- **ARTICLE**
§ §
Être artiste, c’est permettre la rencontre avec une oeuvre, une pensée, un thème, une esthétique. Pour ce faire, il faut d’abord, du côté de l’artiste en question, s’être fait·e connaître. C’est l’objectif de « premier contact », série de mini-portraits pensés comme des speed-meeting, des premiers points d’accroche avec de jeunes artistes et leurs univers si singuliers. Pour ouvrir le bal, place à Anhar Salem, cette réalisatrice fascinée par les extensions virtuelles de nos vies « réelles » via les réseaux sociaux.
Un élément biographique
Anhar Salem est née en Arabie saoudite, à Djeddah, en 1990. Bien qu’ayant grandi dans un milieu multiculturel, la jeune réalisatrice a vécu dans un pays où l’espace de liberté et d’expression des minorités de genre se situe le plus souvent dans la sphère intime. Inconsciemment ou non, Anhar Salem s’est donc d’instinct tournée vers les espaces de la chambre, du foyer ou des datas de nos téléphones avec, en tête, l’objectif de collecter des paroles et vécus trop longtemps invisibilisés, voire marginalisés. Par conséquent, elle réduit ainsi son équipement au stricte minimum (souvent, juste un iPhone) afin de pénétrer dans ces lieux privés et d’aider celles et ceux qui lui ouvrent leur porte à dépasser leur pudeur initiale.
§ §
- **Entrées de données extraites**
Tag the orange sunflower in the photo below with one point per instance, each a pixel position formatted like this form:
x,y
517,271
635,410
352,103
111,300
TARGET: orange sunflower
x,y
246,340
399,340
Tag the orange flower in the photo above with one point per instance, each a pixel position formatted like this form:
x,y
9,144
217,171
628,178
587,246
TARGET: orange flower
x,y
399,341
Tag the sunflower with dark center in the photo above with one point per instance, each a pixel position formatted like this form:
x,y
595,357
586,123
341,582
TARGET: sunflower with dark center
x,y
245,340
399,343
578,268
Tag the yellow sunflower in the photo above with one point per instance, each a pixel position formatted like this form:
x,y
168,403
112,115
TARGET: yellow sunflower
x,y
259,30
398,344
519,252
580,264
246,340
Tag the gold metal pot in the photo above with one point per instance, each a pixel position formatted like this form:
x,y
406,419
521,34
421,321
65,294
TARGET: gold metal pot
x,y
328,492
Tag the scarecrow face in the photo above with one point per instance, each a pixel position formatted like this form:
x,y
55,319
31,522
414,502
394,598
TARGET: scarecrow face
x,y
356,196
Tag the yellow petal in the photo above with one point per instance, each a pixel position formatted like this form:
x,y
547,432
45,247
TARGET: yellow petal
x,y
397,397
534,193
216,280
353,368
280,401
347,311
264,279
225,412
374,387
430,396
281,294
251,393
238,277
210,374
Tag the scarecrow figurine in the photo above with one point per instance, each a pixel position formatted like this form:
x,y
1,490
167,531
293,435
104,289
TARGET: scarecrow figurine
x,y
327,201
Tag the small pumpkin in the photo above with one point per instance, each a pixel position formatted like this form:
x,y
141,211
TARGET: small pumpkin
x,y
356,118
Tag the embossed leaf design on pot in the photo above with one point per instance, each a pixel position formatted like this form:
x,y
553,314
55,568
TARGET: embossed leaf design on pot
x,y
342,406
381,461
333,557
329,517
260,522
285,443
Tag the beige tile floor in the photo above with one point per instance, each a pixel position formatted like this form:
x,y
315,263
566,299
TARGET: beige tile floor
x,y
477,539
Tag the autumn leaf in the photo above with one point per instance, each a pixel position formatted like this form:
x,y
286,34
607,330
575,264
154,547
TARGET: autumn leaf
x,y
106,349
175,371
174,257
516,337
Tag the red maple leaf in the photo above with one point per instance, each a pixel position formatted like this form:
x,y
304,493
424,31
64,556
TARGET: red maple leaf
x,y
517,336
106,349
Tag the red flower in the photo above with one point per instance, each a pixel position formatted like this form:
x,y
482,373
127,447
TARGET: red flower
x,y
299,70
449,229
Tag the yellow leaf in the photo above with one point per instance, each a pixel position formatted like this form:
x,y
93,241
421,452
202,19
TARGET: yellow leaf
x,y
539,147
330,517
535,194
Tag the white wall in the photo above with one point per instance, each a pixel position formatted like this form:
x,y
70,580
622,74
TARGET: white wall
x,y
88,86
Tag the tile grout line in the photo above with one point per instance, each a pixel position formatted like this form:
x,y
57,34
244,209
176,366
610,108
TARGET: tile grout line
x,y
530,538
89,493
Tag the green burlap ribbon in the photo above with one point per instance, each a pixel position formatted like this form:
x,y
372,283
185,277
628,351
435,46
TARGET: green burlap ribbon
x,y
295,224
§ §
- **CONSIGNE**
Recopiez fidèlement, dans l'article consacré à Anhar Salem, le passage allant de « Être artiste, c’est » jusqu'à « les réseaux sociaux. ».

- **RÉSULTAT ATTENDU**
Être artiste, c’est permettre la rencontre avec une oeuvre, une pensée, un thème, une esthétique. Pour ce faire, il faut d’abord, du côté de l’artiste en question, s’être fait·e connaître. C’est l’objectif de « premier contact », série de mini-portraits pensés comme des speed-meeting, des premiers points d’accroche avec de jeunes artistes et leurs univers si singuliers. Pour ouvrir le bal, place à Anhar Salem, cette réalisatrice fascinée par les extensions virtuelles de nos vies « réelles » via les réseaux sociaux.